• [Exercise prompt]
Copy out the material below line for line, with no changes.

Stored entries

========

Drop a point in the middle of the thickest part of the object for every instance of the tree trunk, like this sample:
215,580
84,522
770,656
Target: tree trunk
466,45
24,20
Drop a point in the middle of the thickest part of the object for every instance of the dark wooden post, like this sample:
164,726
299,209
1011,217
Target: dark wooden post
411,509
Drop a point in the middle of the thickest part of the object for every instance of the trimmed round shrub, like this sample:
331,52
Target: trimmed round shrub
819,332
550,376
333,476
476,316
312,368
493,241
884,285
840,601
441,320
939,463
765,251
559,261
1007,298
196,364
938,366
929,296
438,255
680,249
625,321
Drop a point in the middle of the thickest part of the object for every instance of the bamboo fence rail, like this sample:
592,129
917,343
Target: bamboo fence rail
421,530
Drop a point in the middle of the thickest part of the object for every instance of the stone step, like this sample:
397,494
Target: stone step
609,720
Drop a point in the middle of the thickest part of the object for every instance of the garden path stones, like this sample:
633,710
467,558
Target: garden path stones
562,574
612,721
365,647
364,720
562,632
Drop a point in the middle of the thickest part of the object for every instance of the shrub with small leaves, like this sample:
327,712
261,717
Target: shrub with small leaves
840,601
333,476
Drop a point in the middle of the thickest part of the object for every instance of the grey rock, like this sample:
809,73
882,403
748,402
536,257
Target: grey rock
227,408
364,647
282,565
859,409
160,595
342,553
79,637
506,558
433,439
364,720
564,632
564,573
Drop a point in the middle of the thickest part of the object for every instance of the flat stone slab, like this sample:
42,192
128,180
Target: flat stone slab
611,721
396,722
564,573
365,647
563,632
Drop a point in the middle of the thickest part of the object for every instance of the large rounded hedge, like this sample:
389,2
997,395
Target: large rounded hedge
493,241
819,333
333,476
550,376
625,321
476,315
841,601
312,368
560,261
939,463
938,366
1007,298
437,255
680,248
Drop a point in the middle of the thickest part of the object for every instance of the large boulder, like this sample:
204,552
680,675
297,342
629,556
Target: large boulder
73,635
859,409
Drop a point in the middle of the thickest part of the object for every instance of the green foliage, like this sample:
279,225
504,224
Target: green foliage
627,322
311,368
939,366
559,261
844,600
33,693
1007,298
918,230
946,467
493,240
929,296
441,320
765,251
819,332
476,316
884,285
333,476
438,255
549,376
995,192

========

• [Solution for this problem]
Drop a point in the middle of the thickest part of the object for every instance of the tree trunk, like this sample:
215,580
84,522
770,656
Target: tree trunk
466,45
24,20
Drop a point in the middle of the thickest part of the object for every instance of the dark wooden post, like this sample:
164,726
299,209
1011,217
Target: dark wooden post
411,509
Drop a point in the middle of the thickest part of the object for every instance of the trimmed round shrub, like this sample:
331,52
Target: trimmed round shrub
819,332
550,376
333,476
476,316
312,368
493,241
884,285
840,601
441,320
939,463
765,251
559,261
1007,298
196,364
938,366
929,296
438,255
680,249
625,321
Drop a point in the middle of the thickest part of the object for every instance of the bamboo fence rail, like this sample:
592,129
917,343
Target: bamboo fence rail
421,530
Drop a point in the middle of the thickest part of the object for every instance of the stone step, like this sample:
397,494
Target: stone step
609,720
Drop a point in the middle of the thickest part of the object for every instance of the garden path stones, like this sample:
633,710
467,558
Target: garden path stones
562,574
612,721
365,647
364,720
562,632
Drop a point in the middle of the thickest part of the object for every instance of the shrub with small leaves, like this sample:
327,712
261,717
Target: shrub with small leaves
840,601
333,476
Drop a point in the middle of the thickest part of the object for every instance of the grey rock, like this sample:
809,73
882,403
748,402
536,257
Target: grey rock
227,408
364,647
282,565
859,409
160,595
342,553
79,637
506,558
433,439
364,720
564,632
564,573
Drop a point in the middle of the thickest part of the object for every instance of the flat stone slab, like this sample:
42,192
128,180
Target: flat stone slab
611,721
396,722
564,573
365,647
563,632
Drop a point in the middle of the thickest part of the object for every instance of the large rounded hedge, like this sample:
389,2
997,395
Target: large rounded hedge
493,241
819,333
333,476
550,376
625,321
476,315
841,601
312,368
560,261
939,463
938,366
1007,298
437,255
680,248
Drop a point in the middle of the thickest part of the object for every instance of the large boulder, like this sample:
204,552
680,675
297,342
629,556
Target: large boulder
73,635
859,409
Drop a point in the middle of the thickest part of the object for every instance of the green foliage, like this sample:
279,225
504,224
Target: green foliage
627,322
311,368
939,366
559,261
844,600
33,693
1007,298
918,230
946,467
493,240
929,296
441,320
765,251
819,332
476,316
884,285
333,476
438,255
549,376
995,192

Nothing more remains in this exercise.